— begin EXCERPTED DATA —
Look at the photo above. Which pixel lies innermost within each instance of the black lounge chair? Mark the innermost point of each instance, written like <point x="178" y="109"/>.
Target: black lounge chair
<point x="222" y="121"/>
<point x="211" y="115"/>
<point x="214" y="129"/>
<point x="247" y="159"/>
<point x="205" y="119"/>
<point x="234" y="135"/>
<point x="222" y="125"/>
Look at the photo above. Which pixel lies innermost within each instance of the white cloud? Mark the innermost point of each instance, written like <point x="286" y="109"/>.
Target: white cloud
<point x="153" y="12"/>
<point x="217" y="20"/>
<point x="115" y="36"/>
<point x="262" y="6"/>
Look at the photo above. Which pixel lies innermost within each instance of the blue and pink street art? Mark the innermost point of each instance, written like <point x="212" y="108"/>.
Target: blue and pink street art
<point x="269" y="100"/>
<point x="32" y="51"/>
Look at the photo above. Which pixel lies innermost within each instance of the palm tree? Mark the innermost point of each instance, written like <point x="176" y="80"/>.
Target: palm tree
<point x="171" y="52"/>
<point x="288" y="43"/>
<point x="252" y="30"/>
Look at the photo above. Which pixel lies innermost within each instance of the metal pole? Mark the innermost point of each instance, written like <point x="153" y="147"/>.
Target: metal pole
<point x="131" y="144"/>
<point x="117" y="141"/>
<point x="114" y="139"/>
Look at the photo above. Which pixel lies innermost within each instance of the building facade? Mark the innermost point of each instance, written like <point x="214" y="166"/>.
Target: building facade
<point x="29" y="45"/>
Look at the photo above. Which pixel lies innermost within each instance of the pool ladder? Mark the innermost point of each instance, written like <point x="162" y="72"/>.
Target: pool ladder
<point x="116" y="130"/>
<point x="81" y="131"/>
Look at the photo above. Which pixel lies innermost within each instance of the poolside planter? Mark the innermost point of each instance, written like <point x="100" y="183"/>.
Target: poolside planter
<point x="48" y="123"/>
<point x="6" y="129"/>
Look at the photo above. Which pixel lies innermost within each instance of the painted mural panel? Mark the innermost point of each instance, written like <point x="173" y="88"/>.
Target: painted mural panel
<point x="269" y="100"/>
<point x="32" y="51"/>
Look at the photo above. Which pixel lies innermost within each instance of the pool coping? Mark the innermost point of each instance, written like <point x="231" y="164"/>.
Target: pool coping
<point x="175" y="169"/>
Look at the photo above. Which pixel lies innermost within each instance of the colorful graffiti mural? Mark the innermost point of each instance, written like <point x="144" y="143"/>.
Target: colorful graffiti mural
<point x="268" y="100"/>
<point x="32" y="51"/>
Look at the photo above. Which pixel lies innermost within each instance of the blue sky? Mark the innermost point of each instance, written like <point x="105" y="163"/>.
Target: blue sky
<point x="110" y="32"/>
— end EXCERPTED DATA —
#### PROBLEM
Transcribe all lines as written.

#### SOLUTION TO THIS TASK
Look at the photo above. Which pixel lies innermost within each instance of the black lounge chair? Mark the innermost point of each instance, written like <point x="178" y="109"/>.
Target: black lounge chair
<point x="222" y="121"/>
<point x="211" y="115"/>
<point x="214" y="129"/>
<point x="247" y="159"/>
<point x="205" y="119"/>
<point x="234" y="135"/>
<point x="222" y="125"/>
Look at the photo above. Which pixel lies innermost within each instance of the white cloud? Mark the innermost point of each instance, written like <point x="286" y="109"/>.
Target: white cloud
<point x="153" y="12"/>
<point x="217" y="20"/>
<point x="115" y="36"/>
<point x="262" y="6"/>
Look at the photo above. Which pixel lies innermost within each instance of the blue and pink street art? Mark the innermost point of each instance, written like <point x="212" y="108"/>.
Target: blue and pink street art
<point x="269" y="100"/>
<point x="32" y="51"/>
Look at the photo above. Which pixel lies innermost within each instance of the palm tree? Mark the innermost point of each instance, written like <point x="176" y="80"/>.
Target: palm tree
<point x="171" y="52"/>
<point x="288" y="43"/>
<point x="252" y="30"/>
Look at the photo above. Which pixel lies innermost within each instance of the metal pole? Mark the innermost point of each instance, written like <point x="153" y="147"/>.
Target: metal pole
<point x="131" y="144"/>
<point x="117" y="141"/>
<point x="114" y="139"/>
Look at the photo above. Which pixel lies innermost within each instance of the building facade? Mark the innermost point of each instance, written like <point x="214" y="166"/>.
Target: building facade
<point x="29" y="45"/>
Look at the photo above. Which pixel lies innermost within each instance of the pool ladder? Mark the innermost point of each instance, written like <point x="162" y="72"/>.
Target: pool ladder
<point x="116" y="130"/>
<point x="81" y="131"/>
Look at the photo above. Which pixel lies innermost within each instance of the poolside planter? Mark the innermost point of each instance, written like <point x="100" y="183"/>.
Target: poolside planter
<point x="48" y="123"/>
<point x="6" y="129"/>
Look at the photo above. Which pixel lies innermost within each instance of the painted mural panel? Mark the innermost point of each instance, written like <point x="173" y="88"/>.
Target: painted mural panel
<point x="269" y="100"/>
<point x="32" y="51"/>
Look at the photo above. Which pixel lies innermost within each instance of the pool coping? Mark the innermost point of each instance, written like <point x="231" y="164"/>.
Target: pool coping
<point x="175" y="169"/>
Look at the photo above. Which pixel lies innermost within each instance of the colorful graffiti mural? Mark the innermost point of each instance, written like <point x="144" y="143"/>.
Target: colorful graffiti mural
<point x="268" y="100"/>
<point x="32" y="51"/>
Look at the photo above. Which pixel lies innermost within each instance of the blue sky? Mark the innermost point of each instance, written like <point x="105" y="163"/>.
Target: blue sky
<point x="110" y="32"/>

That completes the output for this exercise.